- [The task]:
Rewrite all of the material below, replacing each occurrence of "one point per instance" with "a single point per instance" and leaving everything else unchanged.

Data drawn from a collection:

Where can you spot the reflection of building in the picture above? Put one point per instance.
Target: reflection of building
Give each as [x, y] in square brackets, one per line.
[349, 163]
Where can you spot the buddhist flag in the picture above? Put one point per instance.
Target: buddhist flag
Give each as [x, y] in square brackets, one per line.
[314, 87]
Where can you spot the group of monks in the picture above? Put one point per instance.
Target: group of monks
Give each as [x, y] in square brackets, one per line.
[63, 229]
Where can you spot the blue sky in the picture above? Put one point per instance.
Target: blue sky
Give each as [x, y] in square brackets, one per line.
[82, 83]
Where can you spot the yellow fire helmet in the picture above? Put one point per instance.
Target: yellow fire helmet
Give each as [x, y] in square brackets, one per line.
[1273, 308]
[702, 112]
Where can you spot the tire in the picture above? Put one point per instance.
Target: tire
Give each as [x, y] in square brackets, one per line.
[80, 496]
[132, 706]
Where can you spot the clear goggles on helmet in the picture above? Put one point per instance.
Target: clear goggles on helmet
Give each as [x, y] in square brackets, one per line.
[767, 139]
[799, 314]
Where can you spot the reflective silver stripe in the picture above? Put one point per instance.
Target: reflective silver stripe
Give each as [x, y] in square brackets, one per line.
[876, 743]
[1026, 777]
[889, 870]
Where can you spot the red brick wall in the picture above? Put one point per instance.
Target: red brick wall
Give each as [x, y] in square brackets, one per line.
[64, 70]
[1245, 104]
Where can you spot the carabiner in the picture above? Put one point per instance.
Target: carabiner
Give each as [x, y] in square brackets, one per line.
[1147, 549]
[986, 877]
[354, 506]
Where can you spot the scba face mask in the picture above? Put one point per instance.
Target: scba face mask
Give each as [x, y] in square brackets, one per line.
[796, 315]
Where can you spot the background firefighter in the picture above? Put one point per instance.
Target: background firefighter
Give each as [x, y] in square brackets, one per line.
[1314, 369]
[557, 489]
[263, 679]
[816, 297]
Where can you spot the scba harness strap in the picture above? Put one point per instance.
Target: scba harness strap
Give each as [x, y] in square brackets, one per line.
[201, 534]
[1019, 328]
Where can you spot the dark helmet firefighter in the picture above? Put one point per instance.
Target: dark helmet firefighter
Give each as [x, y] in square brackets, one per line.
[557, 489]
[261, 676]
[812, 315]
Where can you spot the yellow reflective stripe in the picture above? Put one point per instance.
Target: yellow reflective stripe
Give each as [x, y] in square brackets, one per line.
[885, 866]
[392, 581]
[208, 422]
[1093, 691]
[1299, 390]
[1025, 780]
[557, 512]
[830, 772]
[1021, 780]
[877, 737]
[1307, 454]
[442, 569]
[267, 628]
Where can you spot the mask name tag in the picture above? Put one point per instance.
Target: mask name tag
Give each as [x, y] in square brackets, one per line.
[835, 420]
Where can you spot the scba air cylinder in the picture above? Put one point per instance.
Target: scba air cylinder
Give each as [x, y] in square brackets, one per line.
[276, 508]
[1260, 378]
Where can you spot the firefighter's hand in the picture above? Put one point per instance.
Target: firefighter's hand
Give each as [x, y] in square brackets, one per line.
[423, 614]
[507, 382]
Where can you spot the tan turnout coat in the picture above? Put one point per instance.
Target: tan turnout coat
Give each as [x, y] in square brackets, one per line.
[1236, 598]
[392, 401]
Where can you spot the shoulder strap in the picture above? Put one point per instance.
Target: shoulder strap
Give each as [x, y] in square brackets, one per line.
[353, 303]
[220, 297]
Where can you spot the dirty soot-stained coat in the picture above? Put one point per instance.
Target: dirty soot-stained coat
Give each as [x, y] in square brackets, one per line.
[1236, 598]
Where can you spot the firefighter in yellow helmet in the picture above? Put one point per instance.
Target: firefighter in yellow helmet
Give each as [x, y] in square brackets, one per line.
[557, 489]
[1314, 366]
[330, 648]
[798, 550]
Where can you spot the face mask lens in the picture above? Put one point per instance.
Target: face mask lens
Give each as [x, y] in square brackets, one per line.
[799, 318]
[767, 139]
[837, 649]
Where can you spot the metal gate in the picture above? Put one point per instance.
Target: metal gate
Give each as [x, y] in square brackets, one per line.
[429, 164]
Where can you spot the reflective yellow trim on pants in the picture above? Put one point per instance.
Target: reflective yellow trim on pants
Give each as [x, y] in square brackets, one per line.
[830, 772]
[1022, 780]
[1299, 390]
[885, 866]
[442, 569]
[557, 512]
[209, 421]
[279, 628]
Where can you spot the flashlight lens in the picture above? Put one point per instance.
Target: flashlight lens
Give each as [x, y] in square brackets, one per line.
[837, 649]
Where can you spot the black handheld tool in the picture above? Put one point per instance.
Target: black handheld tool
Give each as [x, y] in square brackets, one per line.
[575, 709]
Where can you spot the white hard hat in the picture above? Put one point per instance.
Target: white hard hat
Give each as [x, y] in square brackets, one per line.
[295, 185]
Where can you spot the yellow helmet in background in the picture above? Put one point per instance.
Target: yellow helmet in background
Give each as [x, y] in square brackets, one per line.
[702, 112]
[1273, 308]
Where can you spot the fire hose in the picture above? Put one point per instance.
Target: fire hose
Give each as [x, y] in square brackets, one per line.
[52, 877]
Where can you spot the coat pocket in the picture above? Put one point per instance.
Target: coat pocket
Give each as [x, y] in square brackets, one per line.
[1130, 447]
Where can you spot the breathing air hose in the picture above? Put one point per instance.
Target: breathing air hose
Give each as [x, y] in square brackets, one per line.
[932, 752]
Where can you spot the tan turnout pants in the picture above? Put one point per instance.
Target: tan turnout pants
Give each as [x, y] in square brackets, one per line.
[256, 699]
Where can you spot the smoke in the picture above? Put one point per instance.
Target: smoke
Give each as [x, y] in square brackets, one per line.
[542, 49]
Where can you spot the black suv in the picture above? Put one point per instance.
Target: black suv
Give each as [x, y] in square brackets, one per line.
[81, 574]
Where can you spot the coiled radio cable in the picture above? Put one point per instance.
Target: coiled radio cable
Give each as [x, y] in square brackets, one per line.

- [Reply]:
Where can you spot the reflection of building in the picture above? Put a single point per instance.
Target: reflection of building
Give each as [x, y] in square brackets, one per line.
[349, 163]
Where can you spot the buddhist flag in the picture above? Put a single point per instance.
Target: buddhist flag
Give each as [x, y] in square brackets, one per line.
[314, 87]
Where can you spot the group of monks in the picture above? Put a single point per instance.
Target: group of monks
Give each as [x, y] in square brackets, one per line.
[63, 229]
Where can you spot the blue sky in the picture above? Put a single point per instance.
Target: blue sky
Give each as [x, y] in square brackets, one per line.
[82, 83]
Where can you spot the yellow fire helmet in the picture above? Put a single point per instance.
Target: yellow fire helmet
Give each as [x, y] in square brackets, one per line.
[1273, 308]
[702, 112]
Where can you spot the tire in the picture above? Put a single point per instance.
Target: tire
Give each as [x, y] in square brackets, one per line.
[80, 496]
[132, 706]
Where can you spot the clear goggles on helmet in the picture above? Put a single point per instance.
Target: clear goggles on helmet
Give each as [x, y] in square brackets, one per line.
[767, 139]
[799, 314]
Where can you spot the reflective silver stripe in the picture above? Put a single point per instance.
Target: reflective silver stripe
Give each as [x, y] in square brackets, one per line.
[876, 743]
[1026, 777]
[889, 870]
Where can you spot the red brick wall in the picture above? Put a single point per instance.
Target: red brick wall
Give each as [x, y] in square brackets, one per line.
[64, 70]
[1245, 104]
Where can you spot the carabiner in the picture above? Put a single point per instance.
Target: carabiner
Give each as [x, y] in square brackets, one per line.
[1147, 549]
[986, 877]
[354, 506]
Where can you spot the scba face mask in the picture above? Put a single point per instance.
Target: scba face mask
Give each as [x, y] in square brackets, one per line.
[796, 315]
Where can you spot the background firefighter in the picture above? Put a single point per instance.
Target: background firefighter
Give each as [x, y] in square brackets, one per line.
[1314, 369]
[557, 489]
[263, 679]
[816, 297]
Where can you spot the scba harness strap in the picture above? Put a single point per instance.
Target: scba harness strap
Give each as [x, y] in square brackets, one per line.
[201, 534]
[1019, 328]
Where can you spot the dark helmet firefighter in the picture above? Put a single point per instance.
Target: dark helmet firefighter
Give each as [x, y] in square brackets, one per line.
[557, 489]
[261, 676]
[812, 315]
Where can you spot the yellow reflective stripe in the picture above? Put a single point per instance.
Target: yellow reflective stripe
Give each as [x, y] in square brackets, one per line.
[885, 866]
[392, 581]
[208, 422]
[1093, 691]
[1299, 390]
[1025, 780]
[557, 512]
[830, 772]
[1021, 780]
[877, 737]
[1307, 454]
[442, 569]
[267, 628]
Where can you spot the mask name tag in the picture above? Put a single point per instance.
Target: mask name tag
Give each as [x, y] in square brackets, one per line.
[835, 420]
Where can you spot the scba air cylinder in the picture above? Put a single point per instance.
Target: scba air cylinder
Give each as [x, y] in square brackets, one per line.
[276, 508]
[1260, 378]
Where can you spot the firefighter's hand in the picture above? Put a single point per instance.
Target: firefighter's hand
Give each as [x, y] in square brackets, one per line.
[423, 614]
[507, 382]
Where can you spot the tan turnout coat in the picture above? Put a single point per instance.
Target: tan turnout coat
Give each as [x, y] in square brackets, one per line.
[1236, 598]
[392, 401]
Where can you spot the shoulder strap in the picture above? Put a single point per instance.
Target: shoulder strap
Give each as [x, y] in square brackets, one per line.
[353, 303]
[220, 297]
Where can you spot the dirty soot-stained coat in the picture above? Put a single point per instance.
Target: dirty soot-stained coat
Give each as [x, y] in square brackets, one per line.
[1236, 598]
Where can you spot the firefighter in yellow helmet in the picture above? Put a single point per instance.
Target: firefighter in yellow helmet
Give each as [x, y] in square brackets, one per line.
[557, 489]
[1314, 366]
[330, 648]
[798, 550]
Where can you spot the face mask lens in the picture above? Put a single point per instance.
Target: face mask lens
Give each as [x, y] in square brackets, one per line.
[799, 318]
[767, 139]
[837, 649]
Where can you spot the metal gate in the picture above? Put a single point per instance.
Target: metal gate
Give each as [x, y] in square brackets, one per line.
[429, 164]
Where can you spot the reflective yellow trim on pants in the picture above? Put a single point per instance.
Target: reflective yellow trim on pants
Give each as [x, y] in square brackets, one per line.
[830, 772]
[1022, 780]
[1299, 390]
[885, 866]
[442, 569]
[557, 512]
[209, 421]
[279, 628]
Where can you spot the flashlight lens in the picture above? Put a single point per instance.
Target: flashlight lens
Give each as [x, y] in square brackets, one per line.
[837, 649]
Where can you spot the black handheld tool in the picture above? Put a single point per instance.
Target: black handheld tool
Give each as [x, y] in square brackets, one per line.
[575, 709]
Where can you spot the white hard hat in the picture above? Put a single point per instance.
Target: white hard hat
Give each as [x, y] in square brackets, one per line.
[295, 185]
Where can you spot the yellow helmet in background in the picture above? Put a single point per instance.
Target: yellow helmet in background
Give each as [x, y] in square brackets, one per line.
[702, 112]
[1273, 308]
Where can you spot the fire hose in the picture above? Put a single point per instance.
Target: fire hose
Give each as [x, y] in square brackets, one per line.
[52, 877]
Where can you spot the coat pocket in the picture above? Put a single point per instance.
Target: coat pocket
Give each as [x, y] in square brackets, one per line.
[1130, 447]
Where can you spot the breathing air hose in the picture above? Put a single point per instance.
Target: breathing air hose
Give each as [x, y] in square brackets, one per line.
[932, 752]
Where can you spot the tan turnout pants in the picture above? Put a single point per instance.
Target: tan turnout pants
Give each as [x, y] in square brackets, one per line.
[256, 699]
Where can you spot the smoke in the picture above? Put a single point per instance.
Target: smoke
Give each as [x, y] in square brackets, one per line.
[542, 49]
Where can you spot the black suv in the picture above? Put a single point per instance.
Target: black suv
Give each as [x, y] in square brackets, one per line.
[81, 574]
Where can you spot the coiled radio cable in the picture above? Put a single point per instance.
Target: coiled radio cable
Give each as [x, y] in square brackets, one per line.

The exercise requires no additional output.